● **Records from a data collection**
>>>>>
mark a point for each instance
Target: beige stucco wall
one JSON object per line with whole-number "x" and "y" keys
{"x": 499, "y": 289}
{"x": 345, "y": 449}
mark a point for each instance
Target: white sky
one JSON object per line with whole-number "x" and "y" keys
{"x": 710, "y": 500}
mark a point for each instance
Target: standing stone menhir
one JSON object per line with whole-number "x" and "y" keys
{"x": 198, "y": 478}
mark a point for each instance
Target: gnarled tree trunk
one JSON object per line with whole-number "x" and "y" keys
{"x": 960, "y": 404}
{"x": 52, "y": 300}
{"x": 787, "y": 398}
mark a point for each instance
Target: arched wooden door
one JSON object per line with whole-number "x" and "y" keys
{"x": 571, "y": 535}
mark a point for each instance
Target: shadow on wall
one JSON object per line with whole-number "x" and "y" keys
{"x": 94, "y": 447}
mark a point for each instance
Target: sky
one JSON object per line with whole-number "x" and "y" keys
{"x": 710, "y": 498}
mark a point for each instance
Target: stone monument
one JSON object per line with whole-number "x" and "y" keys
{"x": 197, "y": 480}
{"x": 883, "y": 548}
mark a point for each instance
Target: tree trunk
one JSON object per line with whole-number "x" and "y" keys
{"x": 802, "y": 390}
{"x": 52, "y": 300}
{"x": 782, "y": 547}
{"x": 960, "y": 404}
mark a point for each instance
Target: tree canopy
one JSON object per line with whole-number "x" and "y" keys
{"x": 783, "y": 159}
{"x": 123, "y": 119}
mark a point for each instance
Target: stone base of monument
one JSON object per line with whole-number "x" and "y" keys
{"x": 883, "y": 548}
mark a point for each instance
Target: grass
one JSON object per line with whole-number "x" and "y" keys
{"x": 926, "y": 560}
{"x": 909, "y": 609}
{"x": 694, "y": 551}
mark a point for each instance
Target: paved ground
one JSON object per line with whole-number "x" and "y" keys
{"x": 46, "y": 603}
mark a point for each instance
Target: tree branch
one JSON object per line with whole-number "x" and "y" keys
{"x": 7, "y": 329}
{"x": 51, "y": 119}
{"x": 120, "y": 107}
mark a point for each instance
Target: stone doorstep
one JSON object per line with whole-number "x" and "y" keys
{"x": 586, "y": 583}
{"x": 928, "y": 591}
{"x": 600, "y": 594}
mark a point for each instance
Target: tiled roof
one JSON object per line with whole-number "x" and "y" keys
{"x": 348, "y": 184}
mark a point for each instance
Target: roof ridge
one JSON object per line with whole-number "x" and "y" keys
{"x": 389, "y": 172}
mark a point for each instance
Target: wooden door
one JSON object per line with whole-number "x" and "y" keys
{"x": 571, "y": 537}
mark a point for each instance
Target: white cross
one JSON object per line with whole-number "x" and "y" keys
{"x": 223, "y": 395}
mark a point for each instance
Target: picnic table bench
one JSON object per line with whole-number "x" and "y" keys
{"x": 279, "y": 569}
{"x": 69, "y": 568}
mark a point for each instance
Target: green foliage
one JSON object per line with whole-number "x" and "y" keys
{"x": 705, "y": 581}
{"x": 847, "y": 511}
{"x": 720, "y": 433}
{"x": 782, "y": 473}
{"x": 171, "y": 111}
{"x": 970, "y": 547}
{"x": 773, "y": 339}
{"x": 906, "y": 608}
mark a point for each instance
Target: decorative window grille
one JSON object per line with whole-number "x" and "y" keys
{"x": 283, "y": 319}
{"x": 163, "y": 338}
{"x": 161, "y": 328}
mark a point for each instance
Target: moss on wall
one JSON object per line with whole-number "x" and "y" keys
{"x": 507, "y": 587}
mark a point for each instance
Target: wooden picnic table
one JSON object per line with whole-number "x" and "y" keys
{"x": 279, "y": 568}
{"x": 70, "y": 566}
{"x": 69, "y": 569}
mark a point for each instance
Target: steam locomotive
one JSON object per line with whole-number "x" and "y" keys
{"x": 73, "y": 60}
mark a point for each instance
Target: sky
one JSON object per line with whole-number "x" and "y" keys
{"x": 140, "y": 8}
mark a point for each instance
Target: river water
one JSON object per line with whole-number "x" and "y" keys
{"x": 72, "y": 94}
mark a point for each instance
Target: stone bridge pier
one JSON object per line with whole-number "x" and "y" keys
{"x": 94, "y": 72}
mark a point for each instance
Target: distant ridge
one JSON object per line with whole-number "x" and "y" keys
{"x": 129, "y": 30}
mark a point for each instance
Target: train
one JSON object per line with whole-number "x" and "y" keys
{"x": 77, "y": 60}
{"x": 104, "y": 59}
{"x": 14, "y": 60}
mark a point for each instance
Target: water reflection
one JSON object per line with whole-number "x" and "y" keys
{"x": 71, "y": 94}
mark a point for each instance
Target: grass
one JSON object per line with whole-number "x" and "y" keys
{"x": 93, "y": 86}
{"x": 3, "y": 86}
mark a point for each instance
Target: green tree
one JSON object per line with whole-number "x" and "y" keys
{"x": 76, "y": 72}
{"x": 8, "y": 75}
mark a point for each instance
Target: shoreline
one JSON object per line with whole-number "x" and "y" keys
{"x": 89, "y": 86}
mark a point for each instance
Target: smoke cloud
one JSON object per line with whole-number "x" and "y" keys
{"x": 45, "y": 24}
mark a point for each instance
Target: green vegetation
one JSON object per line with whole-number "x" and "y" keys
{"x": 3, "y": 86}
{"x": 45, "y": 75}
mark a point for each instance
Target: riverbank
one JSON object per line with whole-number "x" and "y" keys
<<<<<
● **Your objective**
Write out every record verbatim.

● **Written reply**
mark a point for each instance
Target: beige stucco wall
one JSON object per line with whole-number "x" and "y" keys
{"x": 499, "y": 289}
{"x": 345, "y": 449}
mark a point for each instance
Target: white sky
one JSON object per line with whole-number "x" and "y" keys
{"x": 710, "y": 500}
mark a point for each instance
Target: standing stone menhir
one JSON object per line with whole-number "x" and "y" keys
{"x": 198, "y": 478}
mark a point for each instance
Target: gnarled tree trunk
one JSON object per line with whole-number "x" and "y" keys
{"x": 960, "y": 404}
{"x": 52, "y": 300}
{"x": 787, "y": 398}
mark a point for each instance
Target: arched wooden door
one JSON object per line with whole-number "x" and "y" keys
{"x": 571, "y": 535}
mark a point for each instance
Target: shadow on wall
one JSON object per line with whole-number "x" and "y" keys
{"x": 94, "y": 447}
mark a point for each instance
Target: sky
one JSON object per line with whole-number "x" and "y" keys
{"x": 710, "y": 498}
mark a point for each instance
Target: stone monument
one JSON object per line with whole-number "x" and "y" keys
{"x": 197, "y": 480}
{"x": 883, "y": 548}
mark a point for each instance
Target: tree trunk
one JSON object per line with whole-number "x" and "y" keys
{"x": 802, "y": 390}
{"x": 52, "y": 300}
{"x": 782, "y": 547}
{"x": 960, "y": 404}
mark a point for each instance
Target: tree canopy
one JSON object per line with whole-number "x" and "y" keys
{"x": 783, "y": 159}
{"x": 123, "y": 119}
mark a point for each instance
Target: stone base of monument
one JSON object per line with whole-number "x" and "y" keys
{"x": 883, "y": 548}
mark a point for each instance
Target: grass
one JSON object per line with whole-number "x" and "y" keys
{"x": 926, "y": 560}
{"x": 909, "y": 609}
{"x": 694, "y": 551}
mark a point for each instance
Target: paved ground
one JSON object per line with whole-number "x" and "y" keys
{"x": 46, "y": 603}
mark a point for each instance
Target: tree branch
one JSON object per line with whole-number "x" and "y" keys
{"x": 7, "y": 329}
{"x": 51, "y": 119}
{"x": 120, "y": 107}
mark a point for each instance
Target: stone doorstep
one JSON object per line with whole-number "x" and "y" keys
{"x": 586, "y": 583}
{"x": 928, "y": 591}
{"x": 600, "y": 594}
mark a point for each instance
Target: tiled roof
one JSON object per line with whole-number "x" and "y" keys
{"x": 348, "y": 184}
mark a point for each instance
Target: roof ridge
one JSON object per line with whole-number "x" and "y" keys
{"x": 389, "y": 172}
mark a point for each instance
Target: wooden door
one JSON object per line with whole-number "x" and "y" keys
{"x": 571, "y": 537}
mark a point for each instance
Target: white cross
one JSON object per line with whole-number "x" and "y" keys
{"x": 223, "y": 395}
mark a point for each instance
Target: picnic table bench
one JSON object per line with whole-number "x" and "y" keys
{"x": 279, "y": 569}
{"x": 69, "y": 568}
mark a point for each instance
Target: green foliage
one JSON object per line with whole-number "x" and "y" keys
{"x": 705, "y": 581}
{"x": 847, "y": 511}
{"x": 720, "y": 433}
{"x": 782, "y": 473}
{"x": 171, "y": 111}
{"x": 970, "y": 547}
{"x": 773, "y": 339}
{"x": 906, "y": 608}
mark a point for each instance
Target: decorative window grille
one JSON object per line with whole-number "x" and "y" keys
{"x": 283, "y": 319}
{"x": 163, "y": 338}
{"x": 161, "y": 328}
mark a point for each instance
Target: moss on wall
one JSON object per line with whole-number "x" and "y" keys
{"x": 507, "y": 587}
mark a point for each instance
Target: wooden picnic table
one JSON object per line with whole-number "x" and "y" keys
{"x": 279, "y": 568}
{"x": 70, "y": 566}
{"x": 69, "y": 569}
mark a point for each instance
Target: steam locomotive
one JSON object per line with whole-number "x" and "y" keys
{"x": 73, "y": 60}
mark a point for each instance
Target: sky
one JSON object per line with whole-number "x" and "y" keys
{"x": 140, "y": 8}
mark a point for each instance
Target: river water
one JSON object per line with whole-number "x" and "y" keys
{"x": 72, "y": 94}
mark a point for each instance
Target: stone bridge pier
one JSON object per line with whole-number "x" and "y" keys
{"x": 94, "y": 72}
mark a point for each instance
Target: distant ridge
one JSON object per line with whole-number "x" and "y" keys
{"x": 129, "y": 30}
mark a point for each instance
Target: train
one JSON object per line with whole-number "x" and "y" keys
{"x": 77, "y": 60}
{"x": 104, "y": 59}
{"x": 14, "y": 60}
mark a point for each instance
Target: water reflection
one JSON object per line with whole-number "x" and "y" keys
{"x": 71, "y": 94}
mark a point for each instance
Target: grass
one JSON object per line with whole-number "x" and "y" keys
{"x": 93, "y": 86}
{"x": 3, "y": 86}
mark a point for each instance
Target: green tree
one JSON object per line with whole-number "x" and "y" keys
{"x": 76, "y": 72}
{"x": 8, "y": 75}
mark a point for each instance
Target: shoreline
one JSON object per line with whole-number "x" and "y" keys
{"x": 89, "y": 86}
mark a point for each instance
Target: smoke cloud
one JSON object per line with whole-number "x" and "y" keys
{"x": 45, "y": 24}
mark a point for each instance
Target: green vegetation
one JSON object per line with whole-number "x" and "y" keys
{"x": 3, "y": 86}
{"x": 45, "y": 75}
mark a point for each instance
Target: riverbank
one JSON object per line with whole-number "x" and "y" keys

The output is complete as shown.